_RECORDS FOR THE EXERCISE_
####################

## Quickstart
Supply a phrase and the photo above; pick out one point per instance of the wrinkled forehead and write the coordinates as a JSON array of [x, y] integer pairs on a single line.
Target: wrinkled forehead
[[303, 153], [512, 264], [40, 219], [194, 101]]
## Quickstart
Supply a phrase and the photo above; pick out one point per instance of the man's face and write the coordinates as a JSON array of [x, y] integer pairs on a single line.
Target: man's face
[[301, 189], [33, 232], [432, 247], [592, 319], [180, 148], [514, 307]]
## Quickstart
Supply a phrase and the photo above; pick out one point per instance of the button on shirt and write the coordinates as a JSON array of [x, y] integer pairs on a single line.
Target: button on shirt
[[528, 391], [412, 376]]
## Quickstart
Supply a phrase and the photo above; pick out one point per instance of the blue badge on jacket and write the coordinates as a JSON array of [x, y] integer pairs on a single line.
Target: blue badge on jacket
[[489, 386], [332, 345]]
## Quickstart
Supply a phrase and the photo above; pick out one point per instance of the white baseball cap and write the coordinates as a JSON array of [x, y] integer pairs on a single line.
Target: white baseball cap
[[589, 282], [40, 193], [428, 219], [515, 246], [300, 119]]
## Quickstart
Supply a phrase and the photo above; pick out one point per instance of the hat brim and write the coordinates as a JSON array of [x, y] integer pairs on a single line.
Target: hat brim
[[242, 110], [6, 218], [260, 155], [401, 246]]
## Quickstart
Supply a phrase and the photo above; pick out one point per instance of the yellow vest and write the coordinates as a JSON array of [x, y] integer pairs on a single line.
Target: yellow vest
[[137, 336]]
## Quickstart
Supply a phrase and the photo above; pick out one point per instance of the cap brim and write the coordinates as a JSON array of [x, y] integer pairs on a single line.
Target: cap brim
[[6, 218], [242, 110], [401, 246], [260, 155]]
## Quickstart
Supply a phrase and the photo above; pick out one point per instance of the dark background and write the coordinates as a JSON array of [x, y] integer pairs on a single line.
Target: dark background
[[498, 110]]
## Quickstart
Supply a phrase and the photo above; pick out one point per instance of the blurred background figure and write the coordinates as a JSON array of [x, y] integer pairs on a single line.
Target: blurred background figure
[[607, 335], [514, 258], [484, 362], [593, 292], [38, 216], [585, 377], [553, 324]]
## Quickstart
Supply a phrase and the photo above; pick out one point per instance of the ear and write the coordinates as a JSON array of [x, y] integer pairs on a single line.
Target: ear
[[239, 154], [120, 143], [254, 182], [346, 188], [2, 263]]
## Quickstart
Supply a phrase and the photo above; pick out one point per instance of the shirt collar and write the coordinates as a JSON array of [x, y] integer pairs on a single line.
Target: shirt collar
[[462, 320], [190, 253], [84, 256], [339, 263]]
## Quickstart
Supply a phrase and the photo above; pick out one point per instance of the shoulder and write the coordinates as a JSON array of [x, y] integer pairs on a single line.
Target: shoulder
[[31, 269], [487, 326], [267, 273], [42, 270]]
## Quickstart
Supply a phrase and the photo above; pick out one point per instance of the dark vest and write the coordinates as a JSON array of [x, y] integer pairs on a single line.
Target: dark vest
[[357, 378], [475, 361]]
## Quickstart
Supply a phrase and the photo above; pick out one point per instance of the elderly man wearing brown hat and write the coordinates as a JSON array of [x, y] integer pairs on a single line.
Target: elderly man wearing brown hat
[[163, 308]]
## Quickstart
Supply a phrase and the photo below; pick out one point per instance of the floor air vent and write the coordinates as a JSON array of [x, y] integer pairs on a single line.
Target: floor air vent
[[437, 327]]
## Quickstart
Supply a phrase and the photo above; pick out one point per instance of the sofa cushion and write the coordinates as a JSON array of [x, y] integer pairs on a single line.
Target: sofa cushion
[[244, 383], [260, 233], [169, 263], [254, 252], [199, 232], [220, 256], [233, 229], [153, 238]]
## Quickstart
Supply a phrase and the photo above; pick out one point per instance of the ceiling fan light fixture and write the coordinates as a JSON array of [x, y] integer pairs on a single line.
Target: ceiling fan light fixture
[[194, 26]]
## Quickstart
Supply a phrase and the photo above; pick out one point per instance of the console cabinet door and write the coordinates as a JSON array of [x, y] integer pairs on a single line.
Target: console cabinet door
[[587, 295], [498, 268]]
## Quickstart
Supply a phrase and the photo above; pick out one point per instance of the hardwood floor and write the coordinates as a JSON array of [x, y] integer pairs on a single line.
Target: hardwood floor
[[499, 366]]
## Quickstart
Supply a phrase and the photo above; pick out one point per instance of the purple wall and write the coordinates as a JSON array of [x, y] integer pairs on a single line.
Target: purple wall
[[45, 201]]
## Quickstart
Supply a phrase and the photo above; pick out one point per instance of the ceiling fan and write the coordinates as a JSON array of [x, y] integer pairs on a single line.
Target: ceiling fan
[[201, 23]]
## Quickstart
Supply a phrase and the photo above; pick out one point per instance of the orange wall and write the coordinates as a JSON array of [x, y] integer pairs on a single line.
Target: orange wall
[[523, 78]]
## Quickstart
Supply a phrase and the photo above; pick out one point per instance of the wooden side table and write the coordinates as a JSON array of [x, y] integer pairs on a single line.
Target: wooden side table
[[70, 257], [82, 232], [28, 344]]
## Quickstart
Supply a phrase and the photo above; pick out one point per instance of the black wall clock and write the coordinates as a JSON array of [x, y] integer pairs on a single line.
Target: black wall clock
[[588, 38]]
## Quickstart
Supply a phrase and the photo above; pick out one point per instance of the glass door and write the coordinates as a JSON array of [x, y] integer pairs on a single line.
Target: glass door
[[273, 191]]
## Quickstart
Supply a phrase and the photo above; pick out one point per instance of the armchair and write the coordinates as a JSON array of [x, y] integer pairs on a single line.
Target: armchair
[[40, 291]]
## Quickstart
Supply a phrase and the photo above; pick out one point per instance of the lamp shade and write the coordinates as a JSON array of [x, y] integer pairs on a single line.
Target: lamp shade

####################

_YOUR ASSIGNMENT_
Repeat the entire listing exactly.

_EXERCISE RESPONSE_
## Quickstart
Supply a phrase and the photo above; pick out one point per instance of the wrinkled forehead and write the coordinates as a JSON array of [x, y] integer pairs on a single line.
Target: wrinkled forehead
[[303, 153], [512, 264], [40, 219], [194, 101]]
## Quickstart
Supply a phrase and the photo above; pick out one point per instance of the man's face and write the coordinates as a JSON array of [x, y] integer pairs on a single line.
Target: man's face
[[301, 189], [33, 232], [432, 247], [592, 319], [180, 148], [514, 307]]
## Quickstart
Supply a phrase and the photo above; pick out one point per instance of the button on shirt and write the coordinates as a JSON array of [x, y] integer pairs on a single line.
Target: button on shirt
[[528, 391], [412, 376]]
## Quickstart
Supply a phrase and the photo above; pick out one point per instance of the blue badge on jacket and write the coordinates as a JSON array of [x, y] integer pairs on a single line.
Target: blue badge on jacket
[[489, 386], [332, 345]]
## Quickstart
Supply a phrase and the photo above; pick out one point per instance of the white baseball cap and write the coordinates as a JSON array of [x, y] integer pairs on a single line.
Target: white baseball cap
[[589, 282], [40, 193], [428, 219], [515, 246], [300, 119]]
## Quickstart
Supply a phrase and the photo above; pick out one point per instance of the hat brim and write the coordinates as a JSON array of [x, y] integer pairs on a single line.
Target: hat brim
[[242, 110], [6, 218], [260, 155], [401, 246]]
## Quickstart
Supply a phrase and the photo above; pick out one point per instance of the yellow vest and write the coordinates as a JSON array of [x, y] integer pairs on a single line.
Target: yellow vest
[[137, 336]]
## Quickstart
Supply a phrase and the photo above; pick out one point per instance of the cap brim and write the coordinates as a JSON array of [x, y] integer pairs on a single line.
Target: cap brim
[[6, 218], [242, 110], [401, 246], [260, 155]]
## Quickstart
Supply a phrase and the photo above; pick out one point per instance of the dark background and write the coordinates as a JSON array of [x, y] integer pairs on a single line.
Target: dark background
[[498, 110]]
## Quickstart
Supply a phrase and the photo above; pick out one point per instance of the blurred background figure and write the coordinates as a JSON array of [x, y] integer pairs on a single line.
Target: blurred background figure
[[607, 335], [514, 258], [484, 362], [593, 292], [38, 216], [585, 377], [553, 324]]
## Quickstart
Supply a phrase and the photo above; pick out one point per instance of the ear and write the coordinates as a JSON array of [x, y] integer pairs on a single line.
Target: ear
[[239, 154], [120, 143], [254, 182], [346, 188], [2, 263]]
## Quickstart
Supply a phrase and the photo above; pick out one point per instance of the shirt collar and write the coordinates as a JSON array of [x, y] integer pairs on a single line.
Target: shirt collar
[[462, 320], [190, 253], [84, 256], [339, 263]]
## Quickstart
Supply a phrase and the photo above; pick out one point per instance of the shoulder and write the coordinates as a JSON array of [x, y] integer pairs on a single line.
Target: shoulder
[[31, 269], [487, 326], [267, 273], [42, 270]]
## Quickstart
Supply a phrase and the photo above; pick out one point per instance of the dark vest and write the coordinates as a JSON array of [x, y] integer pairs on a single line.
Target: dark vest
[[357, 378], [475, 361]]
## Quickstart
Supply a phrase and the photo above; pick out one point per instance of the elderly man wearing brown hat and write the coordinates as a JSON array of [x, y] integer pairs on a single line.
Target: elderly man wearing brown hat
[[163, 308]]
## Quickstart
Supply a phrase and the photo below; pick out one point per instance of the floor air vent and write the coordinates as a JSON array of [x, y] integer pairs on a single line.
Target: floor air vent
[[437, 327]]
## Quickstart
Supply a phrase and the photo above; pick out one point per instance of the sofa cushion and write the coordinates as a JSON array of [x, y] integer pairs on a single line.
Target: sofa cushion
[[244, 383], [260, 233], [169, 263], [254, 252], [199, 232], [220, 256], [233, 229], [153, 238]]
## Quickstart
Supply a phrase and the photo above; pick out one point per instance of the ceiling fan light fixture and write the coordinates as a JSON array of [x, y] integer pairs on a single line.
Target: ceiling fan light fixture
[[194, 26]]
## Quickstart
Supply a phrase and the photo above; pick out one point per instance of the console cabinet door and write the coordinates as a JSON array of [x, y] integer pairs on a single line.
Target: console cabinet door
[[587, 295], [498, 268]]
## Quickstart
Supply a phrase and the photo above; pick out one point per instance of the hardwood floor and write the coordinates as a JSON array of [x, y] integer pairs on a single line.
Target: hardwood floor
[[499, 366]]
## Quickstart
Supply a phrase and the photo above; pick out one point per instance of the purple wall and write the coordinates as a JSON array of [x, y] integer pairs on a single line.
Target: purple wall
[[45, 201]]
## Quickstart
Supply a phrase and the photo above; pick out one point per instance of the ceiling fan and write the coordinates as a JSON array of [x, y] integer pairs on a single line.
Target: ceiling fan
[[201, 23]]
## Quickstart
Supply a phrase and the photo above; pick out one point per instance of the orange wall and write the coordinates as a JSON array of [x, y] integer pairs on a single line.
Target: orange wall
[[523, 78]]
## Quickstart
Supply a phrase and the photo above; pick out one point per instance of the wooden side table and write the coordinates as a JSON array of [x, y] integer pairs on a single line.
Target: wooden side table
[[70, 257], [82, 232], [28, 344]]
## Quickstart
Supply a phrase and the photo above; pick out one point per instance of the black wall clock and write the coordinates as a JSON array of [x, y] integer pairs on a single line.
Target: black wall clock
[[588, 38]]
## Quickstart
Supply a phrase and the photo above; pick out one point per instance of the glass door and write the coordinates as a JSON array of [x, y] integer pairs on a single line.
Target: glass door
[[273, 191]]
## Quickstart
Supply a phrase and the photo above; pick out one point per instance of the armchair and write the coordinates as a JSON array of [x, y] integer pairs on a single line.
Target: armchair
[[40, 291]]
## Quickstart
Supply a phrase and the photo above; pick out one point per instance of the lamp shade and write the coordinates as a JSON array of [x, y] integer pairs on a single line.
Target: lamp shade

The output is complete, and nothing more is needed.